• [SELECTED TEXT]
···

Again you should check that this yields a maximum and not a minimum, but again given the answer you will surely accept that it’s a max.

You have shown in exercises that \(\hat{\sigma}^2\) is not an unbiased estimate of \(\sigma^2\). You have also shown that it is close to unbiased when \(n\) is large.

To summarize our result, if \(X_1, X_2, \ldots , X_n\) is an i.i.d. normal \((\mu, \sigma^2)\) sample, then the MLEs of \(\mu\) and \(\sigma\) are given by:

  • \(\hat{\mu} = \bar{X}\)

  • \(\hat{\sigma} = \sqrt{\hat{\sigma}^2}\) where \(\hat{\sigma}^2 = \frac{1}{n} \sum_{i=1}^n (X_i - \bar{X})^2\)

It is a remarkable fact about i.i.d. normal samples that \(\hat{\mu}\) and \(\hat{\sigma}^2\) are independent of each other even though they are statistics calculated from the same sample. Later in this course you will see why.

Computational Notes

  • The goal is to find the value of the parameter that maximizes the likelihood. Sometimes, you can do that without any calculus, just by observing properties of the likelihood function. See the Exercises.

  • MLEs can’t always be derived analytically as easily as in our examples. It’s important to keep in mind that maximizing log likelihood functions can often be intractable without a numerical optimization method.

  • Not all likelihood functions have unique maxima.

···

• [SOURCE DATA]
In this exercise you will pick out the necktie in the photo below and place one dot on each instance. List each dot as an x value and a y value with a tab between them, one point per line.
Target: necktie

···

• [GOAL] Could you transcribe the stretch of the maximum likelihood passage from "It is a remarkable" through "See the Exercises." word for word?

• [WRITTEN REPLY]
It is a remarkable fact about i.i.d. normal samples that \(\hat{\mu}\) and \(\hat{\sigma}^2\) are independent of each other even though they are statistics calculated from the same sample. Later in this course you will see why.

Computational Notes

  • The goal is to find the value of the parameter that maximizes the likelihood. Sometimes, you can do that without any calculus, just by observing properties of the likelihood function. See the Exercises.